Text excerpt>
╔══

This, however, is not the full story. The battle over the Bacchante exposes fundamental issues about civic control and the organization of public space in the late nineteenth century. The furor the statue caused had less to do with squeamishness over nudity or overzealous sobriety than with competing claims to social legitimacy. The opposition to the statue expressed both by antivice and religious organizations, typically of middle- and upper-class membership, and by key figures of Boston's Anglo-Saxon, Protestant elite suggests deep anxiety over changing identities and shifting hierarchies within the city. These groups fought the sculpture not so much because they found it offensive as because they feared its potential corrupting power over others; it would become a catalyst to social anarchy. Perhaps more accurately, opponents to the statue saw in it a challenge to a moral and social hierarchy whose existence shored up their waning political power. Behind a seemingly decorative bronze Bacchante lurked a basic question: Whose civic values would shape public life?


These groups fought the sculpture not so much because they found it offensive as because they feared its potential corrupting power over others; it would become a catalyst to social anarchy.

╚══

Data entries>
╔══

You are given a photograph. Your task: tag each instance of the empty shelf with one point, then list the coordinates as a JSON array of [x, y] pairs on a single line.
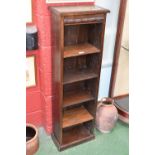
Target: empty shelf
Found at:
[[77, 96], [75, 76], [76, 116], [78, 50]]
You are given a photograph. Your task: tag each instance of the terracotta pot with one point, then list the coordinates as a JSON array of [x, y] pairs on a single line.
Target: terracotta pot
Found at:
[[32, 139], [106, 115]]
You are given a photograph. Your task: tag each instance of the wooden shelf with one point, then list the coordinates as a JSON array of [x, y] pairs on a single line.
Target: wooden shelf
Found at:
[[76, 116], [78, 50], [76, 135], [76, 97], [79, 75]]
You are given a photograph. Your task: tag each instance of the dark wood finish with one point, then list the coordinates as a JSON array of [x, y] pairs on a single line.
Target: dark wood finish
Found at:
[[120, 25], [74, 76], [76, 116], [77, 55], [78, 50], [77, 96], [76, 135]]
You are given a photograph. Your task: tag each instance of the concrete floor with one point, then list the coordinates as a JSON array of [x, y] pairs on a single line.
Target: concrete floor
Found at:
[[114, 143]]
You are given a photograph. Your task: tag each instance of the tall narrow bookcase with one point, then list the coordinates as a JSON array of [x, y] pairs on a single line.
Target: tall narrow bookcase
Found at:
[[78, 33]]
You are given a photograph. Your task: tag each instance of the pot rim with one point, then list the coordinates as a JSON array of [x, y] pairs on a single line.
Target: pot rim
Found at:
[[36, 130]]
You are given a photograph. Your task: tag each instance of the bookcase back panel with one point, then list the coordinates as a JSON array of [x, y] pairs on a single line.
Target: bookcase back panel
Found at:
[[85, 33], [89, 62]]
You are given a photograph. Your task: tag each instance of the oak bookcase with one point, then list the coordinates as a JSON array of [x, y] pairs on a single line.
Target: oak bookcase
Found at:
[[78, 33]]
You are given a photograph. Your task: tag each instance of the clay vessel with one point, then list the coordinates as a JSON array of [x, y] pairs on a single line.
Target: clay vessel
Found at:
[[32, 139], [106, 115]]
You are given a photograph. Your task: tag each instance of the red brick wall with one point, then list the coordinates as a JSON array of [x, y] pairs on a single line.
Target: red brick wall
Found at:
[[39, 100]]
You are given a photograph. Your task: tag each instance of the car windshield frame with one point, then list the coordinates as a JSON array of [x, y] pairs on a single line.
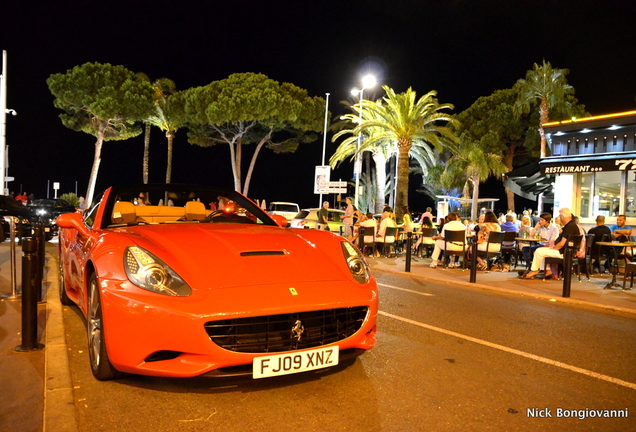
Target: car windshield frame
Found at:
[[176, 195]]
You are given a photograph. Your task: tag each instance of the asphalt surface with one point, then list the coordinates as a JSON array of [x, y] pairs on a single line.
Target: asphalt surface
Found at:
[[38, 393]]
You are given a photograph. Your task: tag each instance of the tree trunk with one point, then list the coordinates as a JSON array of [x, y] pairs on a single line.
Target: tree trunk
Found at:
[[146, 163], [380, 180], [543, 118], [259, 146], [402, 187], [96, 160], [170, 136], [473, 214]]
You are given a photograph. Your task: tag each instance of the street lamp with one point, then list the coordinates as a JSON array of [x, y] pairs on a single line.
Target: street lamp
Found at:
[[368, 81]]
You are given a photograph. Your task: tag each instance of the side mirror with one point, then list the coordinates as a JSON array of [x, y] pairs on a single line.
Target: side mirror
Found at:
[[72, 220], [280, 220]]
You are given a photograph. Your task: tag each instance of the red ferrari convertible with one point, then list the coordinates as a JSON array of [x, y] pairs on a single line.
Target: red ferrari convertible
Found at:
[[181, 280]]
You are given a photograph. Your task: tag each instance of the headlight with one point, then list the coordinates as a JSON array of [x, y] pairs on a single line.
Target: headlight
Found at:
[[356, 263], [150, 273]]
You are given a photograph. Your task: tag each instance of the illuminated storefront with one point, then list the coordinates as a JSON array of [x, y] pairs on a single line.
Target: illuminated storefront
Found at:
[[593, 161]]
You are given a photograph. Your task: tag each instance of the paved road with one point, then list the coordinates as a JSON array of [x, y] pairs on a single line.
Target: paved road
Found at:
[[447, 359]]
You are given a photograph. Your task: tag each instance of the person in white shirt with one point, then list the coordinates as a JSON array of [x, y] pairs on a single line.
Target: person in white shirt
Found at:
[[453, 224]]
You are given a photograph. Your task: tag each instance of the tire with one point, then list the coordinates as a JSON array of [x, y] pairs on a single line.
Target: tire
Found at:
[[64, 299], [101, 367]]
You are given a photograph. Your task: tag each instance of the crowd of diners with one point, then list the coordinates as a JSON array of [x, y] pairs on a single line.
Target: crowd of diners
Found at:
[[553, 233]]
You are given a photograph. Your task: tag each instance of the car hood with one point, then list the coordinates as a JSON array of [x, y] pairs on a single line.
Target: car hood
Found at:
[[216, 256]]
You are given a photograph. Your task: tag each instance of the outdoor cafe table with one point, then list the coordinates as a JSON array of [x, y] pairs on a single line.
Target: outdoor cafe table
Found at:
[[616, 246]]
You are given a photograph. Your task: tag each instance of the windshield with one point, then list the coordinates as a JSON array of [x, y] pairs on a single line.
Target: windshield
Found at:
[[174, 203]]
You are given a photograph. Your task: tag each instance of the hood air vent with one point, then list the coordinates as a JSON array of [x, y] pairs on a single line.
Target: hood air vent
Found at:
[[262, 253]]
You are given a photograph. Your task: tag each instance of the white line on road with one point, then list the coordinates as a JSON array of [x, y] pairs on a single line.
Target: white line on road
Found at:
[[517, 352], [407, 290]]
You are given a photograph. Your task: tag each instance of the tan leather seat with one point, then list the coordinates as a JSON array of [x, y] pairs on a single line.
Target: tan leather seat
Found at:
[[195, 210], [124, 212]]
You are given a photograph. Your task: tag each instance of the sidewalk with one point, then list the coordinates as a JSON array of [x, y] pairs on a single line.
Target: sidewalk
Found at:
[[37, 389], [586, 292]]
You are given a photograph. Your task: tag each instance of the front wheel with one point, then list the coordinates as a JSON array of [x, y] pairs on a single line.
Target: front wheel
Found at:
[[101, 367]]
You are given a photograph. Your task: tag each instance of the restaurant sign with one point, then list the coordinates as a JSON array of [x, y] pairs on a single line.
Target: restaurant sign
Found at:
[[588, 163]]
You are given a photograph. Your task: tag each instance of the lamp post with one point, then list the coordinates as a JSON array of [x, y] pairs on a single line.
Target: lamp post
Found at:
[[368, 81]]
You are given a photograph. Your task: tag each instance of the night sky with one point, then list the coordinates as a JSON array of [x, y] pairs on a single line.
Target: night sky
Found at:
[[462, 49]]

╚══

Work to do>
Carry on the passage about the Boston controversy over the Bacchante statue from the point where it stops.

Result of this task>
By proposing to set the bronze in the Boston Public Library, McKim and his supporters unwittingly thrust the Bacchante into the center of contemporary debates over women's roles, the position of an Anglo-Saxon, Protestant elite, and the proper nature of leisure activities. Turn-of-the-century public works of art, as the Bacchante story suggests, played a pivotal role in struggles by competing classes and ethnic groups for social and political expression.


Joyous Nymph or Wanton Woman?


From the beginning, McKim thought he had presented to the city of Boston a splendid gift. Not only had the Bacchante been well received upon its completion in 1893, but MacMonnies himself had earned by the early 1900s numerous awards and commissions, both in Paris where he studied and worked and in the United States. One of his most renowned projects was the Barge of State fountain, the sculptural centerpiece at the Chicago World's Fair of 1893. In designing the Boston Public Library, McKim had planned a courtyard fountain as a memorial to his recently deceased wife. When he received the statue from Frederick MacMonnies-a thank you for the architect's generosity in helping finance the young sculptor's first study trip to Paris back in 1884-McKim rejoiced, believing that he had found the perfect complement to his Renaissance, palazzo-style building.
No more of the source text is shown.